start
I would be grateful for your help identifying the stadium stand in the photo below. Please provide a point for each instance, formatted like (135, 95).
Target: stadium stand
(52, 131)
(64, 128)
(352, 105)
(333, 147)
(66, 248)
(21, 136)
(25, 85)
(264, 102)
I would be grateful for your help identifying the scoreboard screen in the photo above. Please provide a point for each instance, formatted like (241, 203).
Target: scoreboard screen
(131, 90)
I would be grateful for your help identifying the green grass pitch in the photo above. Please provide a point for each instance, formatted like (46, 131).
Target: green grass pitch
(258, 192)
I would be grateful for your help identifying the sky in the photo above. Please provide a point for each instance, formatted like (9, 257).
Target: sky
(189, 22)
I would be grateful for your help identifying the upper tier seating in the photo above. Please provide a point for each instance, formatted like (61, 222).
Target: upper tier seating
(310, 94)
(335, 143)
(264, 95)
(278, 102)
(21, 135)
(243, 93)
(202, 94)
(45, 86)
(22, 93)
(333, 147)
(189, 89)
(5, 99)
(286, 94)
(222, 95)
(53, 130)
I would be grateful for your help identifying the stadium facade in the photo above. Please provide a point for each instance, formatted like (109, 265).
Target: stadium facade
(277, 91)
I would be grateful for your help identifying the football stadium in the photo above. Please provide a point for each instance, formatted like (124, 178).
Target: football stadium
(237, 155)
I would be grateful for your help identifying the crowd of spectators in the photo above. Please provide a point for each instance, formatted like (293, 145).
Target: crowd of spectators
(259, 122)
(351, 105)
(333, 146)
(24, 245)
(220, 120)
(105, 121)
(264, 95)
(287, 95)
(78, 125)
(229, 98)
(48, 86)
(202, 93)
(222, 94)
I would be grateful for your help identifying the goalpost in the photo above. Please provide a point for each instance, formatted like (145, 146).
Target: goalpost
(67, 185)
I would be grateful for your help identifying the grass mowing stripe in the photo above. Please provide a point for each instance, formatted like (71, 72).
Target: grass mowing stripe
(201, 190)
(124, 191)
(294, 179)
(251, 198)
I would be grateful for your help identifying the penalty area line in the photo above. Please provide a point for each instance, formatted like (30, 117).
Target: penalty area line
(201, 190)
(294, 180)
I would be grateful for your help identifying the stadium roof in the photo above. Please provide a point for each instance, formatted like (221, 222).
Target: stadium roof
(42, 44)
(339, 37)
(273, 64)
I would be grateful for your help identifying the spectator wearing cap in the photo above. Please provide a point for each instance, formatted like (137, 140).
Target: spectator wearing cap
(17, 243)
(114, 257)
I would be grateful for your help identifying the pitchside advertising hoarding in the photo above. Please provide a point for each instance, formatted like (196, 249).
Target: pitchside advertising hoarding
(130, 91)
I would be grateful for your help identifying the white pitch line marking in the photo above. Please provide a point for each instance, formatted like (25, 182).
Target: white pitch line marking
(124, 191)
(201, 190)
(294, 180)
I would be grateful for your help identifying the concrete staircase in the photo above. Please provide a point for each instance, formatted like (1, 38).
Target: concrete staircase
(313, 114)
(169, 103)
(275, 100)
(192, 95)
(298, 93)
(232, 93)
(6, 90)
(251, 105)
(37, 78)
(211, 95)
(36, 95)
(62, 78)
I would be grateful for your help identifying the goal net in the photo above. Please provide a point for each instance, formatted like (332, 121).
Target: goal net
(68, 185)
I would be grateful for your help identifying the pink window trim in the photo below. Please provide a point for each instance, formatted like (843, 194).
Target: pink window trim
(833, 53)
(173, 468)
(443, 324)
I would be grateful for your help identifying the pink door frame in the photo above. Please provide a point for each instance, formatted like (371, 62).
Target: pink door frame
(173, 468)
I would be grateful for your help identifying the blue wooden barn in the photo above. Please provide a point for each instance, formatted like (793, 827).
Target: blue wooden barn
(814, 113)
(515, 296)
end
start
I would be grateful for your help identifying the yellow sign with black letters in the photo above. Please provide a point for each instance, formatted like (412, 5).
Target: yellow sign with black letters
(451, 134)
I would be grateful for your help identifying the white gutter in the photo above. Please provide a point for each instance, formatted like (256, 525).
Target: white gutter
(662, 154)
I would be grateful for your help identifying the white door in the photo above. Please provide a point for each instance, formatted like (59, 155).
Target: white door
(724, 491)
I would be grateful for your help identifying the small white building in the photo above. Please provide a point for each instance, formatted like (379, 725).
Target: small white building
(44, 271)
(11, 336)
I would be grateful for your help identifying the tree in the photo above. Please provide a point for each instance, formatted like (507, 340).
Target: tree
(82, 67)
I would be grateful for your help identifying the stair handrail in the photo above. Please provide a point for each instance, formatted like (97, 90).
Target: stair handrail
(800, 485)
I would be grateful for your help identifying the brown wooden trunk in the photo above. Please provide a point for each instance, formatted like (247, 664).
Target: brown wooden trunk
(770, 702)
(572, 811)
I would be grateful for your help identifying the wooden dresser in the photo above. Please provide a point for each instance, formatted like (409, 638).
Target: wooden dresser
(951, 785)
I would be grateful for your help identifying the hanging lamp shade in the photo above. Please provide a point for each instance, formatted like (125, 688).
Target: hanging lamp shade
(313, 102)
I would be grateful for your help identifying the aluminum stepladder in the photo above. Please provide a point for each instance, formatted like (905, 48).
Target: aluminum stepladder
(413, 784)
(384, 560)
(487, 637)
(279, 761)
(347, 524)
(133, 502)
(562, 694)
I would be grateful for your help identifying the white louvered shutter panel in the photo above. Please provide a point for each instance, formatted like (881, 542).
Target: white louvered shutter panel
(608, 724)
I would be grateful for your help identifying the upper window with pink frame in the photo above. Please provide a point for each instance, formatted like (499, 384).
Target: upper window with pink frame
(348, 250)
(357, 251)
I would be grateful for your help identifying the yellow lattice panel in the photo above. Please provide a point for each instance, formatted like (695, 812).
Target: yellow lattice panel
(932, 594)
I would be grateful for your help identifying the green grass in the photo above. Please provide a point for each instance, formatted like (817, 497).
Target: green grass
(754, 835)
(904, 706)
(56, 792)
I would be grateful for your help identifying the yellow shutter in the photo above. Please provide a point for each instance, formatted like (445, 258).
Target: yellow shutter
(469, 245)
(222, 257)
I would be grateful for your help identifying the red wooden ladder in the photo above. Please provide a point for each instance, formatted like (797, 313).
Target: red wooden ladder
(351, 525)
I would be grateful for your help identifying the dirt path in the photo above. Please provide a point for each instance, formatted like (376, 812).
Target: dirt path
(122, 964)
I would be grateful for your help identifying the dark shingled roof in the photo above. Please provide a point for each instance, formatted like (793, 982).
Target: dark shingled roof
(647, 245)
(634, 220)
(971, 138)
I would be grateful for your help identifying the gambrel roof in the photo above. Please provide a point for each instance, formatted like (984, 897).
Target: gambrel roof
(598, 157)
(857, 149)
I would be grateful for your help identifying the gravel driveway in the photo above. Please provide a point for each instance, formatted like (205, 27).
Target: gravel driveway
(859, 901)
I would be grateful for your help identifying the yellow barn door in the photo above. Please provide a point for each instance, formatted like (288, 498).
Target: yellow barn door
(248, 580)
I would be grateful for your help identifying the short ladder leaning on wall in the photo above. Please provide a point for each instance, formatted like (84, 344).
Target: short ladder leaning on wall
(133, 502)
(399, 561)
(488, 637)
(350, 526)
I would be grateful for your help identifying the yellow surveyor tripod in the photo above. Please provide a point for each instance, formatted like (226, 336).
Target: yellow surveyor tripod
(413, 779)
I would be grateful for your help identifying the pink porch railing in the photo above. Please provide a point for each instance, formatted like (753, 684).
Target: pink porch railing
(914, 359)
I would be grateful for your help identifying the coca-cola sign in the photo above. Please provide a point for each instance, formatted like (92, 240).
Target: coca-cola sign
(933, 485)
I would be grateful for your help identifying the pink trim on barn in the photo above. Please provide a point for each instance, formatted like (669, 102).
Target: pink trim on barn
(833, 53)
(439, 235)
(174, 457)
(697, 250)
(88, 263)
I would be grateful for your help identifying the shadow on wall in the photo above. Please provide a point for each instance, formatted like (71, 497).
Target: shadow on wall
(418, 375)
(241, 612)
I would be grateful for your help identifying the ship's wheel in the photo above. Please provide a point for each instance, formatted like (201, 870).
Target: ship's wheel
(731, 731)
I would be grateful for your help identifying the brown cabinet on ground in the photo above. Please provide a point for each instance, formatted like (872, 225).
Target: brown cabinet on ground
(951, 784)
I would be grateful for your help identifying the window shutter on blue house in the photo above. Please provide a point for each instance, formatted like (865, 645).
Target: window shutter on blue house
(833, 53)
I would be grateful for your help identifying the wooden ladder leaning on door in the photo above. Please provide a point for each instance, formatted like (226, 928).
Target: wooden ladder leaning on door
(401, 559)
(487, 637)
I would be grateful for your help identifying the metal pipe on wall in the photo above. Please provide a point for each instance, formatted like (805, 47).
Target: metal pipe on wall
end
Please identify each line in the listing above that contains the string "below", treating uppercase and lowercase as different, and copy every such line in full.

I would be grateful for your help identifying the stadium stand in the photo below. Please provide a point for each instance, formatted like (135, 95).
I would be grateful for your help identifying the pink window trim in the photo below. Please provide a point for each instance, formatted like (843, 194).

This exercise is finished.